Written task: Output every line of the entries from the line containing "post and report the position of each." through the last, exactly, with no other content.

Start of Dataset records

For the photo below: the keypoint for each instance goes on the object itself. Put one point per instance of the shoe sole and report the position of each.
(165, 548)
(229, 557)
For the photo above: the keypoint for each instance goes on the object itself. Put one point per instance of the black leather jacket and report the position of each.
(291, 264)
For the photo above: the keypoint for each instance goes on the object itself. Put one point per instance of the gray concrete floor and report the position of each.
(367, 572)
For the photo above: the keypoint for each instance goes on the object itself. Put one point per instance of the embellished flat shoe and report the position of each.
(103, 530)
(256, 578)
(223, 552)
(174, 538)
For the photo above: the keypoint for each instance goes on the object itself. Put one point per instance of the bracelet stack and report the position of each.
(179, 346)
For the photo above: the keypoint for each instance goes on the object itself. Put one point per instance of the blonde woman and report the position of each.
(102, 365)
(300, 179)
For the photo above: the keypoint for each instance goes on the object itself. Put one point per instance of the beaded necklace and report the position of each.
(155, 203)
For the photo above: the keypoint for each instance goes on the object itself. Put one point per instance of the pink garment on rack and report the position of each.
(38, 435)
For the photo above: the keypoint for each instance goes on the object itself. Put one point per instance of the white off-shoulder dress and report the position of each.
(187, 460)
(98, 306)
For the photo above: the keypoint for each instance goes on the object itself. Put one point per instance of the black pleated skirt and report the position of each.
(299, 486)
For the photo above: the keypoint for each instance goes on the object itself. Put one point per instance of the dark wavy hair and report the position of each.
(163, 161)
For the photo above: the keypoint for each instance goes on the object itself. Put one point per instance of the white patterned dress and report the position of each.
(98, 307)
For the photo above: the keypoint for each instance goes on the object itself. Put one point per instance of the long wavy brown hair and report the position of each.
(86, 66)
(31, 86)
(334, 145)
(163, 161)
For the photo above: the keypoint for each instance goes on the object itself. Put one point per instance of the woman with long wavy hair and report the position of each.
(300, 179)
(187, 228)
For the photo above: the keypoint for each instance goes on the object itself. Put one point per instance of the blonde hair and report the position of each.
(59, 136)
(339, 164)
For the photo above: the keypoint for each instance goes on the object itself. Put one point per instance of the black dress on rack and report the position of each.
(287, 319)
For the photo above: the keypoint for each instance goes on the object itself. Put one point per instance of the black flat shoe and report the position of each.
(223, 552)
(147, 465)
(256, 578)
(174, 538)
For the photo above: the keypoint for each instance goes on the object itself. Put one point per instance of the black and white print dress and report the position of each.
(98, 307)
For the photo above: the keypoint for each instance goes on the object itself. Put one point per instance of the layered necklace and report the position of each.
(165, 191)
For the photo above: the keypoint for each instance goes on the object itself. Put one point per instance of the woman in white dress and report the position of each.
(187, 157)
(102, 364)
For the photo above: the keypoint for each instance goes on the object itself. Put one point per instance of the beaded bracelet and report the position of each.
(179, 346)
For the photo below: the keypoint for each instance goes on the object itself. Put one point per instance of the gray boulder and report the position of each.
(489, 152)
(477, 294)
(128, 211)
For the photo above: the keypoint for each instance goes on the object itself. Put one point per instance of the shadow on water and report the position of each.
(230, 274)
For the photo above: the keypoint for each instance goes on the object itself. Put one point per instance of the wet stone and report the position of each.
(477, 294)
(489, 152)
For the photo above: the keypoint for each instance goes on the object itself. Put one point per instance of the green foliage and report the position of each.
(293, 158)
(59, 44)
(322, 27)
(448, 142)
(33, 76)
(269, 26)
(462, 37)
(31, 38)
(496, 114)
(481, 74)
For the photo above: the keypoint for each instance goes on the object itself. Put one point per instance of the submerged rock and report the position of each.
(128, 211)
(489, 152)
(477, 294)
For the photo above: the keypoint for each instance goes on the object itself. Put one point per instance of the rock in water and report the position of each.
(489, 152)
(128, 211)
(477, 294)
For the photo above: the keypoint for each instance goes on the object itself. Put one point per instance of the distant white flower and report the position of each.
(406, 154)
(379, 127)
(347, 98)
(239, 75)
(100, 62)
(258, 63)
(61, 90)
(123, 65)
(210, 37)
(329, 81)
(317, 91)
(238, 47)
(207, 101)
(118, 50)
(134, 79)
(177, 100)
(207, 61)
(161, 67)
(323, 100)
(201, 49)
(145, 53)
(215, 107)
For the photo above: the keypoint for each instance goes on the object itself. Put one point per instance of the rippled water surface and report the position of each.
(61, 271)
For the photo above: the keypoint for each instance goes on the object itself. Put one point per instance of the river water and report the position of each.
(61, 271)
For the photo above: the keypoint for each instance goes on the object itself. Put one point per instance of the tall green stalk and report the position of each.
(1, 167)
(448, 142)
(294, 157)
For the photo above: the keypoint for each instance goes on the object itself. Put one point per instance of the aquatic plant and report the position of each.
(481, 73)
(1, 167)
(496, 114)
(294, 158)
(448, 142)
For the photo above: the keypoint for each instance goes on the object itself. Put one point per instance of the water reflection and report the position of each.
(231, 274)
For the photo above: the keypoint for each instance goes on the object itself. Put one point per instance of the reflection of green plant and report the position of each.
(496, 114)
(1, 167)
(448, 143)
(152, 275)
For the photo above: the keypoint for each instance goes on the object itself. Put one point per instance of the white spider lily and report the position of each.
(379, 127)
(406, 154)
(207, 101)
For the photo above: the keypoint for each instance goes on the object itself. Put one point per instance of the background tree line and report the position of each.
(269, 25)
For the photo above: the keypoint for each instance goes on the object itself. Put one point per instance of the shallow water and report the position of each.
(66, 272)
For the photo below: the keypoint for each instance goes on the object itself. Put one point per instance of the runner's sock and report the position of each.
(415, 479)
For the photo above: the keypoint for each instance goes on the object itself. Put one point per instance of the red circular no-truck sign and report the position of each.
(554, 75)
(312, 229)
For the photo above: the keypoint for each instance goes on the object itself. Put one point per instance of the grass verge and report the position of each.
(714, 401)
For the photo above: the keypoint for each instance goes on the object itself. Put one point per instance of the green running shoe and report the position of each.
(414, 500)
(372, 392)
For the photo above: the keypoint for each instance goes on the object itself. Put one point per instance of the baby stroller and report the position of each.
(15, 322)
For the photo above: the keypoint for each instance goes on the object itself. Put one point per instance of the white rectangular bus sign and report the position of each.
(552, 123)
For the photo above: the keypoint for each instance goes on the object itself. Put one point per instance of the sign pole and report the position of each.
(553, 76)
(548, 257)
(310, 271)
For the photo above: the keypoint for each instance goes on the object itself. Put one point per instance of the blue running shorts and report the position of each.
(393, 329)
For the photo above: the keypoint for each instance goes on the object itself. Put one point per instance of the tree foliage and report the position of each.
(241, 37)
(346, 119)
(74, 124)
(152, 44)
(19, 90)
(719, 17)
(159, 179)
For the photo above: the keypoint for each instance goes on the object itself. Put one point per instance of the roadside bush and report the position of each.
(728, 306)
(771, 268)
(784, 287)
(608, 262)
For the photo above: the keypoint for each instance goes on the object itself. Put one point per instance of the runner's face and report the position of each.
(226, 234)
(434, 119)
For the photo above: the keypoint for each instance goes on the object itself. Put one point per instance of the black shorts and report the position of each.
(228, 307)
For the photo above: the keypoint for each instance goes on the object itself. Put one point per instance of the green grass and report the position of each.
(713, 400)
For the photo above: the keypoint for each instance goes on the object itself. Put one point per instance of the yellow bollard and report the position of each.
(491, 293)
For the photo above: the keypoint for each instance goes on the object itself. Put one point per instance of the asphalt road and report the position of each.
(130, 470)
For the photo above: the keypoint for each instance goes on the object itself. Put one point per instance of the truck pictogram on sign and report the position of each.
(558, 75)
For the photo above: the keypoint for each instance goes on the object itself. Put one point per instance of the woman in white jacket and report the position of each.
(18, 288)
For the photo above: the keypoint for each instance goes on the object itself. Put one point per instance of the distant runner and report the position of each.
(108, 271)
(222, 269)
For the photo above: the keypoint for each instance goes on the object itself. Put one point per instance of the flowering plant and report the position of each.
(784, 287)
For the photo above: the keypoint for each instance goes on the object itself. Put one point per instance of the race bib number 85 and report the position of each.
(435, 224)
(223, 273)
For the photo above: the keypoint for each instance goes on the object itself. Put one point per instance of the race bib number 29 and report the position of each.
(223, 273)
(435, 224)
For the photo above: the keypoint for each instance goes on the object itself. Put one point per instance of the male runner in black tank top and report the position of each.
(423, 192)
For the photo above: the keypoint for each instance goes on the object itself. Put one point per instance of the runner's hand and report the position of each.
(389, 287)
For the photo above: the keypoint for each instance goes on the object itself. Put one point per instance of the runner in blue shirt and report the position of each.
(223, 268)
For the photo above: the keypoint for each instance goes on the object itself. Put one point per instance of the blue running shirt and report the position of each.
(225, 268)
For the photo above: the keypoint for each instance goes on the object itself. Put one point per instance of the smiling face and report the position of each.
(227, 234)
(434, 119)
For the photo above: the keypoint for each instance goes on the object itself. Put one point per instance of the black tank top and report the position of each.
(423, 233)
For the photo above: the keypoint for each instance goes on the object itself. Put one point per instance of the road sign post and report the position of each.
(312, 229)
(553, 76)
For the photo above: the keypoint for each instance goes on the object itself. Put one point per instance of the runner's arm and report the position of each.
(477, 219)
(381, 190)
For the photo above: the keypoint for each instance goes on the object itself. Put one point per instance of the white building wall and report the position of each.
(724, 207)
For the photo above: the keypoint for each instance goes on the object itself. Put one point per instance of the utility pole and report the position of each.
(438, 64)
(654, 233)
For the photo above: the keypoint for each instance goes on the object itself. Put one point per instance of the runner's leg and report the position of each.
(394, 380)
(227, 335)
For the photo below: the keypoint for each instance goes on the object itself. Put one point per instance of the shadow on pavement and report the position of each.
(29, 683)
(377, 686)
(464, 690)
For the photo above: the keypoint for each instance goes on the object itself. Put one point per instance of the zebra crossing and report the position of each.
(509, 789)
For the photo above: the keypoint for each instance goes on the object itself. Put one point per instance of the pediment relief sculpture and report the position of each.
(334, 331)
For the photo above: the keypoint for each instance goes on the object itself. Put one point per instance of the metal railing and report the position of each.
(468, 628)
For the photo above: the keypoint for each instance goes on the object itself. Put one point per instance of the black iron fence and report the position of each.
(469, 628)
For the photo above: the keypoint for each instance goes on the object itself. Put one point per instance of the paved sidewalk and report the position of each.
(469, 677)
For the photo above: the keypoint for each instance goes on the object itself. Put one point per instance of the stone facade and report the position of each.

End of Dataset records

Complete answer:
For the photo above: the keypoint for each instance goes on the object itself. Put one point per instance of the road sign post and report the position of each.
(312, 229)
(553, 76)
For the photo above: the keypoint for each instance goes on the object itself. Put one point per instance of the runner's arm and report the position of each.
(477, 219)
(381, 190)
For the photo above: the keypoint for each instance goes on the object itself. Put one point per instance of the white building wall and report the position of each.
(724, 207)
For the photo above: the keypoint for each instance goes on the object itself. Put one point per instance of the utility pole and report the position of each.
(438, 64)
(654, 233)
For the photo above: the keypoint for each instance goes on the object itself. Put one point per instance of the runner's leg and report the position of each.
(394, 380)
(227, 335)
For the photo below: the keypoint for each instance goes on the object itself. Put one point per instance of the shadow on pavement and report the position of each.
(29, 683)
(377, 686)
(464, 690)
For the photo above: the keypoint for each instance goes on the object itself. Put one point per instance of the zebra crossing and report the position of each.
(509, 789)
For the photo above: the keypoint for each instance goes on the object itself. Put one point per instance of the pediment relief sculpture and report the position of each.
(334, 331)
For the photo above: the keypoint for each instance goes on the object itself. Put one point per instance of the metal railing and report the position of each.
(468, 628)
For the photo above: the keypoint for each instance goes on the object itself. Put one point per instance of the black iron fence and report the position of each.
(469, 628)
For the photo above: the keypoint for each instance goes on the object itself. Put one point per instance of the paved sidewalk and report the position of each.
(469, 677)
For the photo above: the keypoint for each instance goes on the object itself. Put one point per instance of the stone facade and report the position of each.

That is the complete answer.